Дилемма Путина: либо Асад, либо потеря лица
Куда приведет мирное урегулирование в Сирии? У наблюдателей почти нет сомнений, что визит Асада в Москву был нужен, чтобы получить от него хоть что-то, что Москва смогла бы выложить на стол на переговорах в Вене. Путин уже сказал, что Асад не возражает и против переговоров с частью оппозиции, и против того, чтобы Москва вооружала оппозицию против «Исламского государства». Но что будет на деле, и возможен ли реальный политический процесс в Сирии, который неминуемо должен сложиться из взаимных компромиссов, в том числе со стороны Вашингтона и Москвы? Михаил Фишман обсудил эту тему с арабистом Георгием Мирским.
Фишман: Итак, вопрос, собственно, в том, куда приведет и может ли в принципе привести хоть куда-то мирное урегулирование в Сирии? По крайней мере, пока мы наблюдаем за движением политического процесса, Владимир Путин вроде бы более или менее демонстрирует, что настроен конструктивно. У наблюдателей, с которыми я говорил, почти нет сомнений, что визит Асада в Москву понадобился для того, чтобы получить от него хоть что-то, что Москва могла бы положить на стол на переговорах в Вене, например. Кроме того, Путин уже сказал публично, что Асад, во-первых, не возражает против переговоров с частью оппозиции, во-вторых, не возражает против того, чтобы Москва вооружала оппозицию в Сирии, которая будет воевать с ИГИЛ. (ИГИЛ (так называемое «Исламское государство», ИГ) признана в России террористической организацией и запрещена на территории РФ) Что в итоге из этого получится и возможен ли в принципе реальный политический процесс в Сирии сегодня, который неминуемо должен сложиться на взаимных компромиссах в том числе между Москвой и Вашингтоном? Об этом я, в частности, спрошу у известного арабиста Георгия Ильича Мирского, который у меня сегодня в гостях. Здравствуйте, Георгий Ильич.

### ФРАГМЕНТЫ ЗАПИСЕЙ
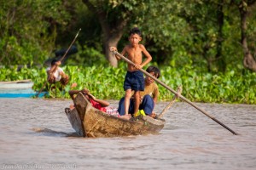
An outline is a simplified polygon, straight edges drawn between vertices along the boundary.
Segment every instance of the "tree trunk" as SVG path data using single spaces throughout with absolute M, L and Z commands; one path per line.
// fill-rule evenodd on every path
M 96 14 L 99 20 L 102 29 L 105 57 L 112 66 L 117 67 L 117 60 L 109 51 L 109 48 L 113 46 L 117 47 L 119 41 L 123 36 L 123 31 L 127 25 L 129 17 L 126 19 L 119 19 L 119 20 L 117 20 L 117 19 L 114 20 L 115 23 L 111 23 L 108 20 L 108 14 L 102 9 L 103 8 L 101 4 L 97 4 L 97 7 L 96 7 L 89 2 L 89 0 L 83 0 L 83 2 L 92 13 Z
M 256 60 L 252 55 L 247 42 L 247 16 L 248 14 L 247 8 L 249 8 L 247 5 L 248 5 L 247 2 L 242 0 L 238 6 L 241 16 L 241 42 L 243 49 L 243 65 L 247 69 L 256 72 Z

### СПИСОК ЗАДАНИЙ
1. Переведите на английский язык предложение из текста о мирном урегулировании в Сирии: «Путин уже сказал, что Асад не возражает и против переговоров с частью оппозиции, и против того, чтобы Москва вооружала оппозицию против «Исламского государства»».
2. Продолжите текст о мирном урегулировании в Сирии, начав сразу после его последней фразы.

### ОЖИДАЕМЫЕ ОТВЕТЫ
1. Putin has already said that Assad objects neither to negotiations with part of the opposition nor to Moscow arming the opposition against the "Islamic State."

2.
Мирский: Добрый вечер.
Фишман: Давайте действительно оценим сначала дипломатию последней недели и того, что происходит буквально сейчас.
Мирский: Я не такой оптимист, как президент Путин. Может быть, потому, что я намного старше его, не знаю. Во всяком случае, я с большим сомнением и скептицизмом отношусь к перспективе политического мирного урегулирования там. Почему? Давайте представим себе. Для того, чтобы это урегулирование было, чтобы все объединились в борьбе против этих головорезов и отморозков, ИГИЛ, то есть нынешняя внутренняя оппозиция, будем называть их повстанцами… Понимаете, исламисты, которые пришли из Ирака ― это пришельцы, можно так их называть. Это ИГИЛ, Джабхат ан-Нусра, там разные национальности: арабы, чеченцы, казахи, узбеки. Целый интернационал. Это исламисты-изуверы, это пришельцы. Задача в том, чтобы против них объединить и сирийское правительство с его армией, которое сейчас пользуется поддержкой нашей авиации, и так называемые умеренные силы, то есть повстанцев, светскую (не исламистскую) оппозицию, а частично также и исламистскую, но умеренную. «Братья-мусульмане» тоже исламисты, понимаете? Вот этих всех людей привлечь. Возможно ли это? Я считаю, что нет, по той простой причине, что даже среди самой умеренной оппозиции вы не найдете, я думаю, ни одного человека, который бы согласился жить в государстве, которым по-прежнему будет руководить Асад. Понимаете, все упирается в фигуру этого человека, так сошлось.
Фишман: У нас есть какие-то сообщения из Вены, я так понимаю, там все еще продолжается. Лавров говорит, что отставка Асада в повестке переговоров не значится, не обсуждается.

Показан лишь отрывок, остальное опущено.